(Excerpted passage)
**********
> module SchedulingExampleVariant2
> import Data.Fin
> import Data.Vect
> import Equality
> import Framework
> import Id
> %default total
> %auto_implicits off
> %access public export
The following example is the deterministic SDP from [Bertsekas1995, Ch.1]
described in Section 2.2 of [1].
For this example we make use of the possible dependencies
for state and control spaces in the BJI-framework.
The implementation leverages on the fact that controls represent
possible actions and states admissible sequences of actions.
We first define a type of actions
> data Act = A | B | C | D
> Eq Act where
> (==) A A = True
> (==) B B = True
> (==) C C = True
> (==) D D = True
> (==) _x _y = False
To capture the order in which actions can be applied, we first define the
dependencies of each action, i.e. |A| and |C| have no dependencies while
|B| and |D| can only be performed when |A| or |C|, respectively, have
already been done.
> dependencies : Act -> List Act
> dependencies A = []
> dependencies B = [A]
> dependencies C = []
> dependencies D = [C]
To check whether all depdencies of a certain action have been fulfilled, we
use a more generic test which checks whether all occurrences from a list
occur in some vector:
> hasAll : {A : Type} -> Eq A => List A -> {n : Nat} -> Vect n A -> Bool
> hasAll [] _l = True
> hasAll _l [] = False
> hasAll (a :: as) l = elem a l && hasAll as l
Whether some vector represents an admissible state is captured by a type family
that evaluates to the one element type |Unit| if the vector is admissible and
to |Void| if not.
> isAdmissible : {t : Nat} -> Vect t Act -> Bool
> isAdmissible [] = True
> isAdmissible {t=S (S (S (S t)))} _ = False
> isAdmissible (a :: as) = hasAll (dependencies a) as &&
> not (elem a as) &&
> isAdmissible as
We can lift Boolean predicates to type valued predicates
> toType : {A : Type} -> (A -> Bool) -> A -> Type
> toType P a = P a = True
and define
> AdmissibleState : {t : Nat} -> Vect t Act -> Type
> AdmissibleState = toType isAdmissible
Similarly we could use the type |So| from the standard library to lift
Boolean predicates. We choose to use lifted Boolean-valued predicates
instead of proof-relevant type-valued predicates as we do not need
computational content, but just a decision whether a state is admissible
or not.
Now a state is simply a pair of a vector of actions and a proof that
it represents an admissible state.
> State : (t : Nat) -> Type
> State t = (as : Vect t Act ** AdmissibleState as)
**********
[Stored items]
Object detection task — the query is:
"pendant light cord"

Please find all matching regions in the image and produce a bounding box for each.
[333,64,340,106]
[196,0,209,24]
**********
Rewrite the stretch of the scheduling example from "The implementation leverages" through "already been done.", putting "decisions" in place of "controls".

(Task result)
The implementation leverages on the fact that decisions represent
possible actions and states admissible sequences of actions.
We first define a type of actions
> data Act = A | B | C | D
> Eq Act where
> (==) A A = True
> (==) B B = True
> (==) C C = True
> (==) D D = True
> (==) _x _y = False
To capture the order in which actions can be applied, we first define the
dependencies of each action, i.e. |A| and |C| have no dependencies while
|B| and |D| can only be performed when |A| or |C|, respectively, have
already been done.